What you will do: Rewrite the lines below with every "marker" changed to "point" and nothing else altered. Omit the pictures.

********

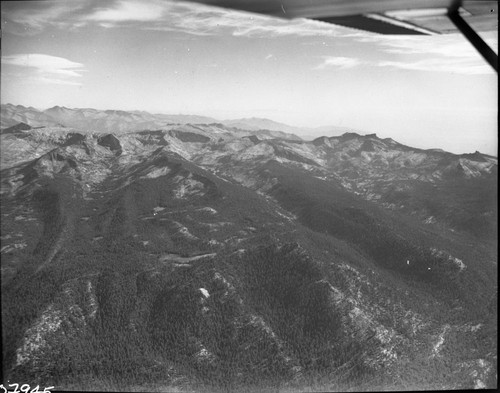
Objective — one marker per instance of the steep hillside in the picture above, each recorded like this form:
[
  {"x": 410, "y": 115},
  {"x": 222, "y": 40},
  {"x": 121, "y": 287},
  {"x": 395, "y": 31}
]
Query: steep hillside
[{"x": 205, "y": 257}]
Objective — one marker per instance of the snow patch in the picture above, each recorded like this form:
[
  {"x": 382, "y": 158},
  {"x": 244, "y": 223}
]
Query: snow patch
[
  {"x": 34, "y": 338},
  {"x": 188, "y": 187}
]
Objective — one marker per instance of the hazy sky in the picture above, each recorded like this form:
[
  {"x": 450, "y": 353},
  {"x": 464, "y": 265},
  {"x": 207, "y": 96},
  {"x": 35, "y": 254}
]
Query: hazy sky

********

In response:
Objective — one point per instance of the steep hillside in the picture above, each recorded like this form:
[
  {"x": 410, "y": 115},
  {"x": 222, "y": 40},
  {"x": 121, "y": 287},
  {"x": 395, "y": 31}
]
Query: steep hillside
[{"x": 205, "y": 257}]
Objective — one point per instance of the snow patch in the picture above, each recorded like this form:
[
  {"x": 382, "y": 158},
  {"x": 244, "y": 223}
]
Query: snow patch
[
  {"x": 34, "y": 338},
  {"x": 188, "y": 187}
]
Objective — one point per instance of the hazy sky in the picture above, each recorded like this form:
[
  {"x": 450, "y": 353},
  {"x": 464, "y": 265},
  {"x": 207, "y": 96},
  {"x": 35, "y": 254}
]
Query: hazy sky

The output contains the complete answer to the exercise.